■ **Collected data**
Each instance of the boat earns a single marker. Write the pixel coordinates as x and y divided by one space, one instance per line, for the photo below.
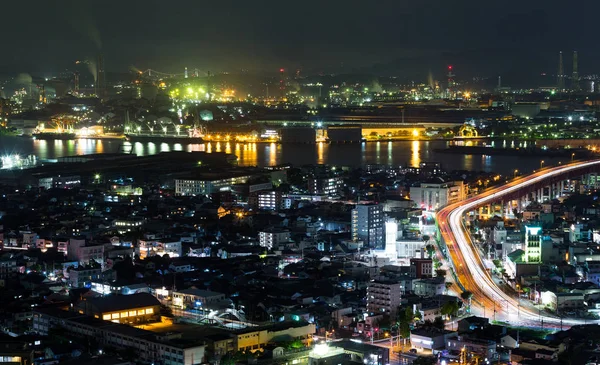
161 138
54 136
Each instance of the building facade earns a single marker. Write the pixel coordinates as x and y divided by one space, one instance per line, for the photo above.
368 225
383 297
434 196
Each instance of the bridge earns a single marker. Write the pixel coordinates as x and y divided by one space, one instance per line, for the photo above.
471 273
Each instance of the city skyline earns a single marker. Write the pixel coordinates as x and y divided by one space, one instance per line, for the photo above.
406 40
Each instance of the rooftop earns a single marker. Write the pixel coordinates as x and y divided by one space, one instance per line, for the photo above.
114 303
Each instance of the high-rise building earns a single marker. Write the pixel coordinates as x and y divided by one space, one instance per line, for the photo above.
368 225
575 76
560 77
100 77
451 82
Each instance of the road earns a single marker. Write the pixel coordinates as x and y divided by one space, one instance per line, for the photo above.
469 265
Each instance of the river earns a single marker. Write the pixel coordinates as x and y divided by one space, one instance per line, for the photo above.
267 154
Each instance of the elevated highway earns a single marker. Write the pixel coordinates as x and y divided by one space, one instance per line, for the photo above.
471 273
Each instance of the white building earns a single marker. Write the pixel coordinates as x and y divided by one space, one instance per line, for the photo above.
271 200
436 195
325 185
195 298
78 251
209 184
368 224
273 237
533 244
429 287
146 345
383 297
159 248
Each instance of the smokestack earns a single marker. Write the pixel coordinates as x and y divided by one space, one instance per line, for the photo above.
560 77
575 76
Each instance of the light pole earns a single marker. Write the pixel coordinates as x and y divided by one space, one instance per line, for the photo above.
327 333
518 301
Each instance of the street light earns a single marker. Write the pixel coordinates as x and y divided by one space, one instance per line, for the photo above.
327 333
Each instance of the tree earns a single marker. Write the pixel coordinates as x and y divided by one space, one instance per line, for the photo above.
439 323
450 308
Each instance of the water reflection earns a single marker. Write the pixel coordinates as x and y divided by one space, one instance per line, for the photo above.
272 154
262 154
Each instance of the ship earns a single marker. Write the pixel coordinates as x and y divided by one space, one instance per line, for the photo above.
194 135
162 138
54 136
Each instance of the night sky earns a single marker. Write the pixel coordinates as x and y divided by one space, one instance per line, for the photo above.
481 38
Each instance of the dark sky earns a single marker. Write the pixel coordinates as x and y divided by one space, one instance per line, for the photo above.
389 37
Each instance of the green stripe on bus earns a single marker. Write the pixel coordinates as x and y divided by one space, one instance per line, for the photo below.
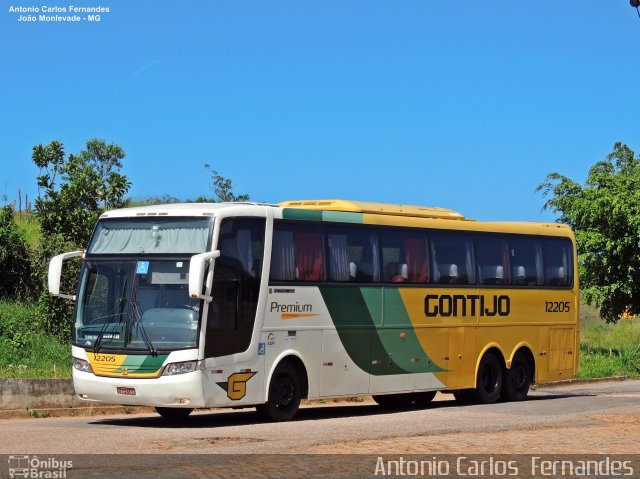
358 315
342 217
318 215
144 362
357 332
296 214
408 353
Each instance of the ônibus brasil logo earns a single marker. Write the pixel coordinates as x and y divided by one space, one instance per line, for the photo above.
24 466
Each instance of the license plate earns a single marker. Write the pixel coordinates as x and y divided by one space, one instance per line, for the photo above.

--

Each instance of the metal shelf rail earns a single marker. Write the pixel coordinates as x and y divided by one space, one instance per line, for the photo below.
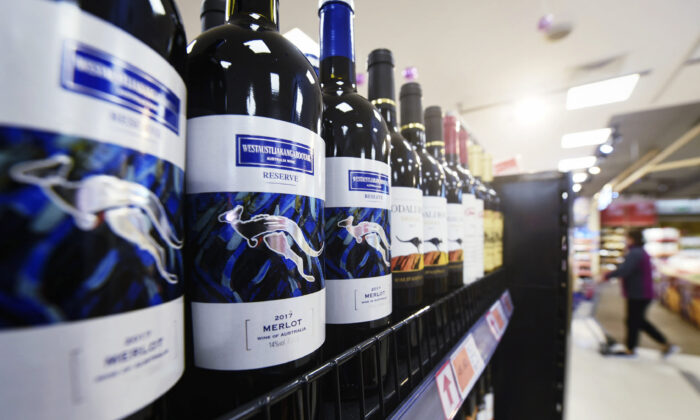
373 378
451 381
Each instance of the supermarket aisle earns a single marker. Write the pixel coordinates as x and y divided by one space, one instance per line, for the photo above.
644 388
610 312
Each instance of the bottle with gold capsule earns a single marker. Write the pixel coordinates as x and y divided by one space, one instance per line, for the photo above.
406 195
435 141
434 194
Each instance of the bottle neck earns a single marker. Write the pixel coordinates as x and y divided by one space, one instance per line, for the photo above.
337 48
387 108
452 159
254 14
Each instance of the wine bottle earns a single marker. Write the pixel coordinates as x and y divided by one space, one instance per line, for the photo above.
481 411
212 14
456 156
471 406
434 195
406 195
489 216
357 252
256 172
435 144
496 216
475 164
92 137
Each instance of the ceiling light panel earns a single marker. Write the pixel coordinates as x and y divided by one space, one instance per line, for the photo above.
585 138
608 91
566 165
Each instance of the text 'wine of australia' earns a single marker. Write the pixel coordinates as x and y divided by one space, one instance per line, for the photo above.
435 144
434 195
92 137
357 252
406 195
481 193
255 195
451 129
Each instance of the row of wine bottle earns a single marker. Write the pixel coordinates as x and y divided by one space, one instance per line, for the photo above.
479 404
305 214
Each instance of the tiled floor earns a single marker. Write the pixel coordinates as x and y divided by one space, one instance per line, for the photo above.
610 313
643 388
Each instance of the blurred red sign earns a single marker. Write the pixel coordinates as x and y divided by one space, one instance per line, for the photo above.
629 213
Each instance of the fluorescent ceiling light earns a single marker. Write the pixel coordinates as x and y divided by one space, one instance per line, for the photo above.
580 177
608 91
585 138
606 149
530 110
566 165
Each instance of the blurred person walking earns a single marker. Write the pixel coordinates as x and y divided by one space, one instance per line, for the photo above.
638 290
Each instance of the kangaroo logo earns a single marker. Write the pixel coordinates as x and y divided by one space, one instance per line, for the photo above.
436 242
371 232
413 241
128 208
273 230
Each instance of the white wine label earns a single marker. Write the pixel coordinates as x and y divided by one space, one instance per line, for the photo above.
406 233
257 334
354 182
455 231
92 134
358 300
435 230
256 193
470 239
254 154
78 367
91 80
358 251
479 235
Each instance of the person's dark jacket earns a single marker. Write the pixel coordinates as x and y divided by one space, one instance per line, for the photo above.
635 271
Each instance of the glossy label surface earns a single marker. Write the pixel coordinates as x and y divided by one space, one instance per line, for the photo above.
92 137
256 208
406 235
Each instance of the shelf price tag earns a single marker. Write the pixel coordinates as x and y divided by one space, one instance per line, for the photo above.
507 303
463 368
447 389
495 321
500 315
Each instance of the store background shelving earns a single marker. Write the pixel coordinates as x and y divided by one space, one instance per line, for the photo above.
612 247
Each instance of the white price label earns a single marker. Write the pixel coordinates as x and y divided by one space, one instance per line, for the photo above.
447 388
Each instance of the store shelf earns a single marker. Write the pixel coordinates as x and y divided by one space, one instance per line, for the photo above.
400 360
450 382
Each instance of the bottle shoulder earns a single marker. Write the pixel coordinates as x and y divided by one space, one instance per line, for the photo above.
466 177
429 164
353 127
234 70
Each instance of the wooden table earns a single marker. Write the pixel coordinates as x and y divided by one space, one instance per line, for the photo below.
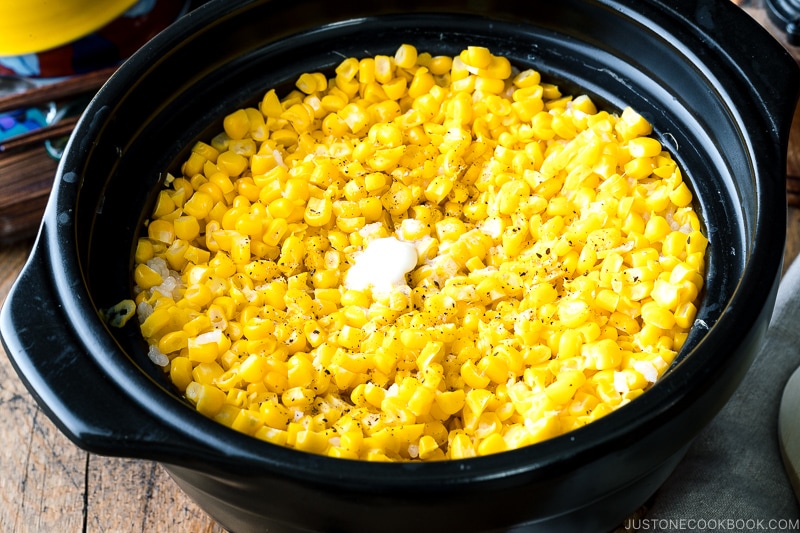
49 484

...

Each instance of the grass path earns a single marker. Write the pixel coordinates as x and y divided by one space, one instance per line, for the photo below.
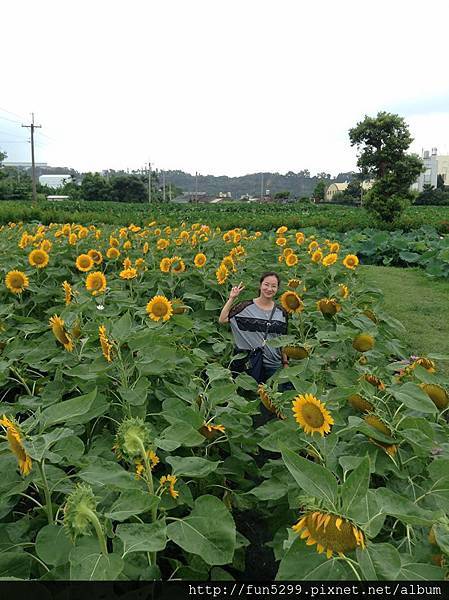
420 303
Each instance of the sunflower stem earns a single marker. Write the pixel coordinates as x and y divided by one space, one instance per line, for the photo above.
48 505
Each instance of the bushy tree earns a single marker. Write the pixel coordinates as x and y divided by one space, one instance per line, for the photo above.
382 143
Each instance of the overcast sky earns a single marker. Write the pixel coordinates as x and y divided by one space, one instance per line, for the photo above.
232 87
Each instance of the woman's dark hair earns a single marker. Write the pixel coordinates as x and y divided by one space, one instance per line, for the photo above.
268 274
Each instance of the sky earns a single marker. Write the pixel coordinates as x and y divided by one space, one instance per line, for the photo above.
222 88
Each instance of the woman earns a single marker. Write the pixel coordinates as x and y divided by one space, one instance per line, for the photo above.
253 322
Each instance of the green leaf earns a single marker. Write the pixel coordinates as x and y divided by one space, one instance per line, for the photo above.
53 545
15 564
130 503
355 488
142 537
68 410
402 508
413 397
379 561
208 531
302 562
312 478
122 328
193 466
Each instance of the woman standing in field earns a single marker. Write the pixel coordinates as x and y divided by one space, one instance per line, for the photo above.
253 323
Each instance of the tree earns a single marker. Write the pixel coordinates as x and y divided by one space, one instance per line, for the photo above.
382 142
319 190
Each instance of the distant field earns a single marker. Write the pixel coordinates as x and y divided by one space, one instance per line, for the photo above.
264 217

■ **Given instruction**
Revise the entries from the line containing "Each instance of the ship" down to the line containing "Each instance of the license", putting "dot" wherever "marker" appears and leaving everything else unchanged. Give back only those lines, with the pictures left out.

■ **The output**
Each instance of the ship earns a single dot. Write the pixel coordinates as x and y divided by one space, one instance per line, for the photo above.
194 135
162 138
54 136
Each instance of the night sky earns a single dot. Write the pixel coordinates as x and y divided by one space, one instance per line, for the photo above.
481 38
Each instance of the dark sky earns a single dot. Write the pixel coordinates as x and y divided by one space, one instance per line, for the photo above.
389 37
Each instance of the green stripe on bus earns a single dot. Write the pixel coordinates as x and y divided by one space, one instance per line, for the photo below.
358 315
342 217
318 215
144 362
357 332
296 214
408 353
Each instance of the ônibus brasil logo earns a single dot. Write the pixel coordinates as x and y divided by one space, one instance per line, for the photo above.
24 466
Each instance of the license plate earns a single dot. Write the pixel coordinates as x and y divided by one space, one instance per line, for the photo above.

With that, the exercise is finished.